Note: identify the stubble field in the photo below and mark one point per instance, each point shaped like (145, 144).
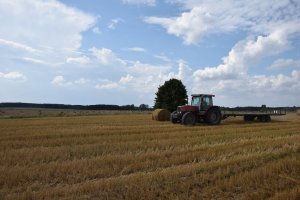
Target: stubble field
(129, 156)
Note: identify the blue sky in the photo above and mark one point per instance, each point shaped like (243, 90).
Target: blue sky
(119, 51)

---

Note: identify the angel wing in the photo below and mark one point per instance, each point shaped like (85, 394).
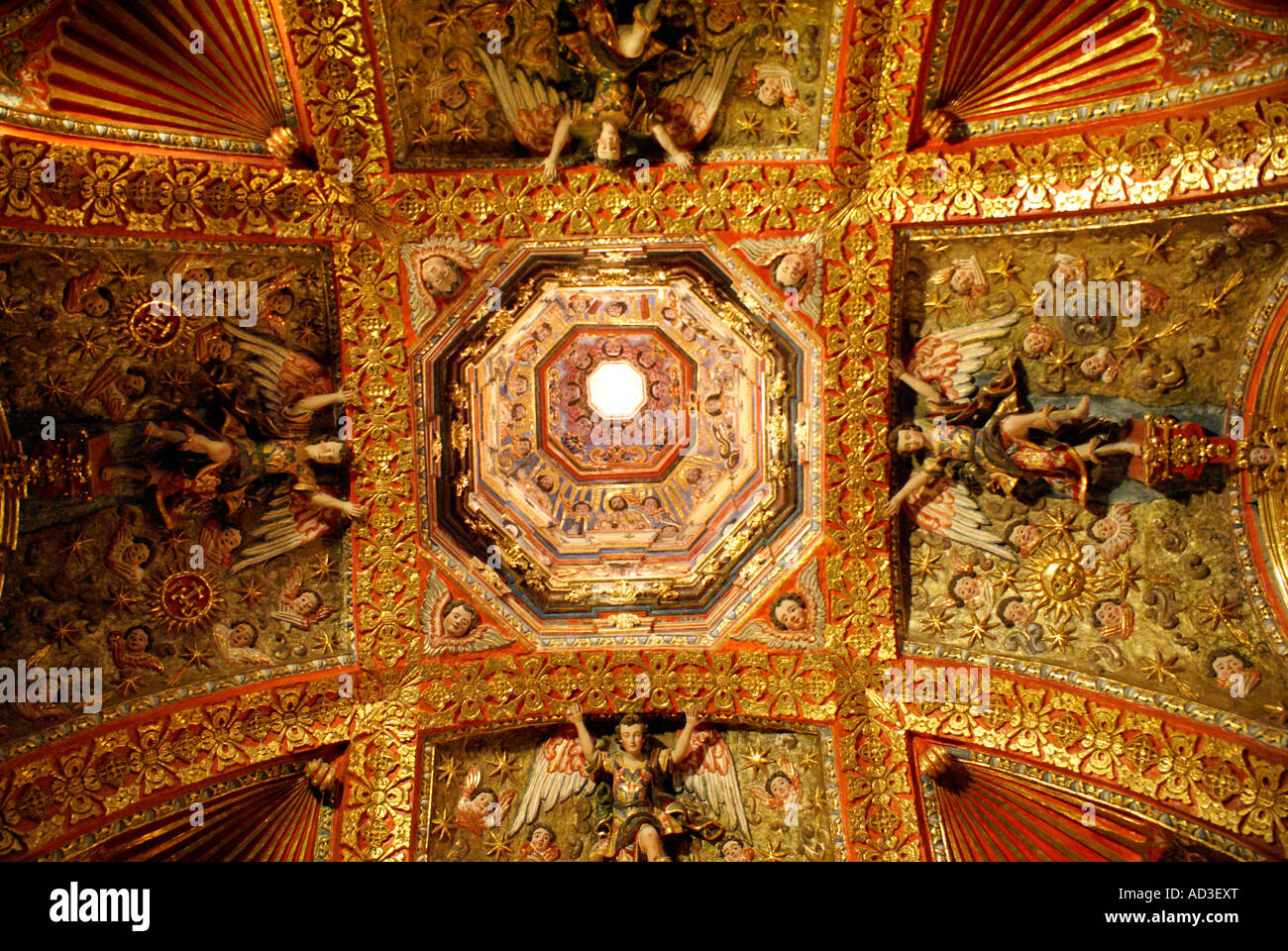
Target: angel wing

Instructions to follow:
How many lines in the entries above contain the string "Note", with case counting? Reply with the number alone.

The solution:
3